:: Given request ::
Print the lines below without any change, from the line that contains "the window, one" through the final line, both ends included.

:: Provided records ::
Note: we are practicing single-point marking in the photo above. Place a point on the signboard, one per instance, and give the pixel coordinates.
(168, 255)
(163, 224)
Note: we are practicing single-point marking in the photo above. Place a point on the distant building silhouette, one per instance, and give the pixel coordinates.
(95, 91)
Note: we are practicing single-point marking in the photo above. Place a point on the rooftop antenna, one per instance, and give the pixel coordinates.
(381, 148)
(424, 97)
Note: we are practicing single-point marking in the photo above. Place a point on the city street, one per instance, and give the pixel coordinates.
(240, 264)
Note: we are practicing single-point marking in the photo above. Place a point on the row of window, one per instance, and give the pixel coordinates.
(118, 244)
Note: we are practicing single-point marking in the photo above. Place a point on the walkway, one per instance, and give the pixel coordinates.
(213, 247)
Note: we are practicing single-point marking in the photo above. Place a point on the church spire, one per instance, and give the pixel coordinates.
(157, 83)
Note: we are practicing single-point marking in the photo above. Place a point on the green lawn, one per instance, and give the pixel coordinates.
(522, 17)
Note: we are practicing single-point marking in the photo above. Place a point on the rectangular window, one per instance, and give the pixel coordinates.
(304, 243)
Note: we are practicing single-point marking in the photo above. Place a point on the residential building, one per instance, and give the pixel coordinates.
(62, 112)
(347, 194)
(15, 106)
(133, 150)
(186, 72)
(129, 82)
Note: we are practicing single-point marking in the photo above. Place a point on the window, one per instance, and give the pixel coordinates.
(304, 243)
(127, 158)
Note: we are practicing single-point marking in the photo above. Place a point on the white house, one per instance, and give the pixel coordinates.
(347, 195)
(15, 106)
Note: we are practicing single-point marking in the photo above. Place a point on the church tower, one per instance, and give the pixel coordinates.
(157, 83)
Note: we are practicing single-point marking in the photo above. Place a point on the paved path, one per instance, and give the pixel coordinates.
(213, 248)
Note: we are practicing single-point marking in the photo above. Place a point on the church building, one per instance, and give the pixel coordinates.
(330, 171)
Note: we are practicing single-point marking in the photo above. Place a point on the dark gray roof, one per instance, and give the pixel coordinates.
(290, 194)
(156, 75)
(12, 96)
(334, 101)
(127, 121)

:: The output ::
Note: we are practicing single-point marking in the photo above. Place a point on the window, one per instance, and give the pixel coordinates.
(304, 243)
(127, 158)
Note: we are practicing single-point marking in the photo above. Place a point on the white house, one per instance, and give the pixel coordinates.
(347, 195)
(15, 106)
Note: we are practicing single-point marking in the photo above. Place a point on the church tower, one per instance, and give the pixel coordinates.
(157, 83)
Note: we are practicing single-point marking in the photo above. Place a point on the paved path, one per instance, and give the pixel coordinates.
(213, 248)
Note: we are practicing single-point marking in the photo above. Place a point on the church building, one per instance, and give the pixel coordinates.
(330, 171)
Note: we are practicing single-point marking in the photo above. Place a point on the dark gray roof, one per instance, and give the pixel coordinates.
(290, 194)
(156, 75)
(12, 96)
(334, 101)
(127, 121)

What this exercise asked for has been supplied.